***** Data shown *****

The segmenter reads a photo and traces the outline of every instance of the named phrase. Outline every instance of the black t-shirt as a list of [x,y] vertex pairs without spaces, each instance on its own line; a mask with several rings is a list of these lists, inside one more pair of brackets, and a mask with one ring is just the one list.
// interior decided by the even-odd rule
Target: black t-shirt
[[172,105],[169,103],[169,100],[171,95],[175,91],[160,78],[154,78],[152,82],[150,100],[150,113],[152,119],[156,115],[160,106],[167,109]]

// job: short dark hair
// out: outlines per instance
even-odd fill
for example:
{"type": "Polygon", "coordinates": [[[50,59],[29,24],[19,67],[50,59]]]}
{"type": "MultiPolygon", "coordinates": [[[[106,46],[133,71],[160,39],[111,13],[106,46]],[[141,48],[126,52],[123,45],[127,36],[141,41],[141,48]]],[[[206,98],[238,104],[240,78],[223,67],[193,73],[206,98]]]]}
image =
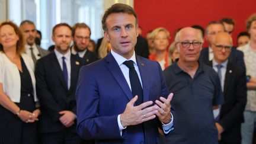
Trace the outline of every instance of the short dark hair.
{"type": "Polygon", "coordinates": [[[220,20],[220,23],[222,23],[222,24],[223,23],[229,24],[232,24],[233,26],[235,26],[235,23],[234,21],[234,20],[233,19],[232,19],[231,18],[223,18],[220,20]]]}
{"type": "Polygon", "coordinates": [[[34,22],[30,21],[30,20],[24,20],[24,21],[21,21],[21,23],[20,24],[20,27],[21,27],[24,24],[33,24],[33,25],[34,25],[34,26],[36,27],[34,22]]]}
{"type": "Polygon", "coordinates": [[[203,28],[202,26],[196,24],[192,25],[191,27],[200,30],[202,33],[203,37],[204,36],[204,28],[203,28]]]}
{"type": "Polygon", "coordinates": [[[113,13],[126,13],[129,14],[132,14],[136,18],[136,27],[137,26],[138,20],[137,14],[135,11],[130,6],[124,4],[116,4],[113,5],[111,7],[108,8],[103,15],[103,19],[101,20],[101,23],[103,25],[103,28],[104,31],[108,31],[106,25],[106,20],[107,17],[113,13]]]}
{"type": "Polygon", "coordinates": [[[71,31],[72,31],[72,27],[67,23],[59,23],[57,24],[56,25],[55,25],[55,26],[53,27],[53,30],[52,30],[52,35],[54,36],[55,35],[55,30],[60,27],[62,26],[65,26],[65,27],[68,27],[71,31]]]}
{"type": "MultiPolygon", "coordinates": [[[[14,31],[16,33],[16,34],[18,36],[19,40],[17,43],[16,52],[19,55],[21,54],[25,51],[25,41],[24,41],[23,33],[21,33],[19,27],[15,24],[14,24],[11,21],[5,21],[2,22],[0,24],[0,28],[2,26],[5,25],[9,25],[11,27],[12,27],[14,29],[14,31]]],[[[0,43],[0,51],[4,52],[3,46],[1,43],[0,43]]]]}
{"type": "Polygon", "coordinates": [[[256,13],[252,14],[247,20],[247,30],[248,31],[251,26],[252,22],[256,21],[256,13]]]}
{"type": "Polygon", "coordinates": [[[250,37],[249,34],[247,31],[242,31],[240,33],[238,34],[237,36],[237,39],[238,40],[238,38],[242,36],[247,36],[249,38],[250,37]]]}
{"type": "Polygon", "coordinates": [[[89,36],[91,36],[91,29],[89,27],[88,25],[87,25],[87,24],[86,24],[85,23],[76,23],[75,24],[72,28],[72,37],[75,36],[75,30],[76,30],[76,28],[88,28],[89,29],[89,31],[90,32],[89,36]]]}

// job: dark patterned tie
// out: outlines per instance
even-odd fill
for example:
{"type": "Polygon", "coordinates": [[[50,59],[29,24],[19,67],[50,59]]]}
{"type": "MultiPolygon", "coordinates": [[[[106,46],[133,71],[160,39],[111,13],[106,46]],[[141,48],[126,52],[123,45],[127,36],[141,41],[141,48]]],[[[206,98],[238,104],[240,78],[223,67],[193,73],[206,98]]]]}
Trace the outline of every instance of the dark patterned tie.
{"type": "Polygon", "coordinates": [[[64,56],[62,56],[62,65],[63,65],[63,70],[62,72],[63,73],[64,75],[64,79],[65,80],[66,85],[67,86],[67,88],[68,89],[68,69],[66,65],[65,62],[65,57],[64,56]]]}
{"type": "Polygon", "coordinates": [[[133,96],[138,96],[138,100],[136,102],[136,105],[139,105],[143,103],[143,89],[140,85],[137,72],[133,65],[133,61],[127,60],[123,62],[127,67],[129,68],[130,83],[132,88],[133,96]]]}
{"type": "Polygon", "coordinates": [[[31,52],[31,57],[32,57],[32,59],[34,62],[34,63],[36,63],[37,59],[36,58],[36,56],[34,55],[34,52],[33,52],[33,49],[32,47],[30,48],[30,52],[31,52]]]}

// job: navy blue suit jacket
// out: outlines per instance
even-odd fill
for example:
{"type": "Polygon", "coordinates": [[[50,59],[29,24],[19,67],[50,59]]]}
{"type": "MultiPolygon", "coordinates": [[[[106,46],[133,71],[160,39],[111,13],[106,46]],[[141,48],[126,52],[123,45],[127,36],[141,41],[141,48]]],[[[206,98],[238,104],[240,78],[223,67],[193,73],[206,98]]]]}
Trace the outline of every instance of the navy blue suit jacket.
{"type": "MultiPolygon", "coordinates": [[[[37,60],[35,75],[36,90],[40,102],[41,114],[39,118],[39,131],[56,132],[66,128],[59,121],[59,112],[63,110],[76,113],[75,90],[80,68],[84,64],[71,54],[71,86],[68,89],[64,76],[54,52],[37,60]]],[[[75,121],[76,123],[76,120],[75,121]]],[[[75,133],[75,124],[68,128],[75,133]]]]}
{"type": "MultiPolygon", "coordinates": [[[[143,85],[143,101],[167,97],[168,90],[156,62],[136,56],[143,85]]],[[[104,59],[81,68],[76,93],[77,132],[97,143],[139,143],[133,126],[120,133],[117,116],[133,98],[124,76],[111,53],[104,59]]],[[[143,123],[145,143],[159,143],[158,117],[143,123]]]]}
{"type": "MultiPolygon", "coordinates": [[[[244,53],[237,50],[235,47],[232,48],[232,51],[229,57],[229,62],[238,66],[245,70],[245,64],[244,60],[244,53]]],[[[199,60],[203,63],[209,63],[209,47],[206,47],[201,50],[199,60]]]]}

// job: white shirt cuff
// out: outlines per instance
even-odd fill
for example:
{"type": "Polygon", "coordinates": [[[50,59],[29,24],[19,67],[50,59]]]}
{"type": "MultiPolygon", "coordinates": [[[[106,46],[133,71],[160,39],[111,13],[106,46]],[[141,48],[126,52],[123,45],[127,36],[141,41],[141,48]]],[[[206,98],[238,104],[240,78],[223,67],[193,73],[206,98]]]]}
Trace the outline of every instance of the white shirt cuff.
{"type": "Polygon", "coordinates": [[[120,115],[121,114],[119,114],[119,116],[117,116],[117,123],[119,124],[119,130],[120,132],[120,136],[121,136],[122,135],[122,131],[123,129],[126,129],[127,126],[125,127],[123,127],[123,126],[121,124],[121,119],[120,119],[120,115]]]}

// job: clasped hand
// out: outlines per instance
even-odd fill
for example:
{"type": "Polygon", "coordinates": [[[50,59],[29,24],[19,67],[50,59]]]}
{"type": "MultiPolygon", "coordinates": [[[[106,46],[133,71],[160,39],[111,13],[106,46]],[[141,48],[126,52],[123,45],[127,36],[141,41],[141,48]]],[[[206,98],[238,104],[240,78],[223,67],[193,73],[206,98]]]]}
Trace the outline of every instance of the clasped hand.
{"type": "Polygon", "coordinates": [[[160,100],[156,100],[156,104],[150,106],[153,101],[145,102],[137,106],[134,106],[138,97],[136,95],[126,105],[123,113],[120,115],[123,127],[136,125],[158,117],[159,120],[165,124],[171,121],[171,101],[173,94],[171,93],[167,99],[161,97],[160,100]]]}

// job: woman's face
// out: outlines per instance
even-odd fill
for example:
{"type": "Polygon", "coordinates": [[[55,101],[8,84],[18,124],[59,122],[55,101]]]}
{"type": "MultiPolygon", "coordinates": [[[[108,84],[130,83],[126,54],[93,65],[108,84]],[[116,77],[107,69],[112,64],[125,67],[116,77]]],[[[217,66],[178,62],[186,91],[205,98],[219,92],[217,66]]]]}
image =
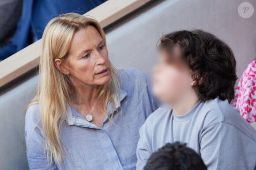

*****

= Aim of the exercise =
Rewrite the stretch from the line containing "job: short dark hair" through the line containing "Trace the outline of every instance of the short", replacing "short dark hair" with "long blond hair" and changing nothing else. Leave the pictures out of your answer.

= Output for this exercise =
// job: long blond hair
// out: outlines per instance
even-odd fill
for example:
{"type": "Polygon", "coordinates": [[[50,59],[29,24],[19,67],[50,59]]]}
{"type": "MultiPolygon", "coordinates": [[[[106,46],[133,71],[160,39],[111,13],[106,46]],[[141,48],[126,52],[123,45],[127,36],[141,41],[141,48]]],[[[206,98],[238,104],[240,78],[223,67],[193,73],[206,98]]]]}
image =
Trace the outline of every instance of the long blond hair.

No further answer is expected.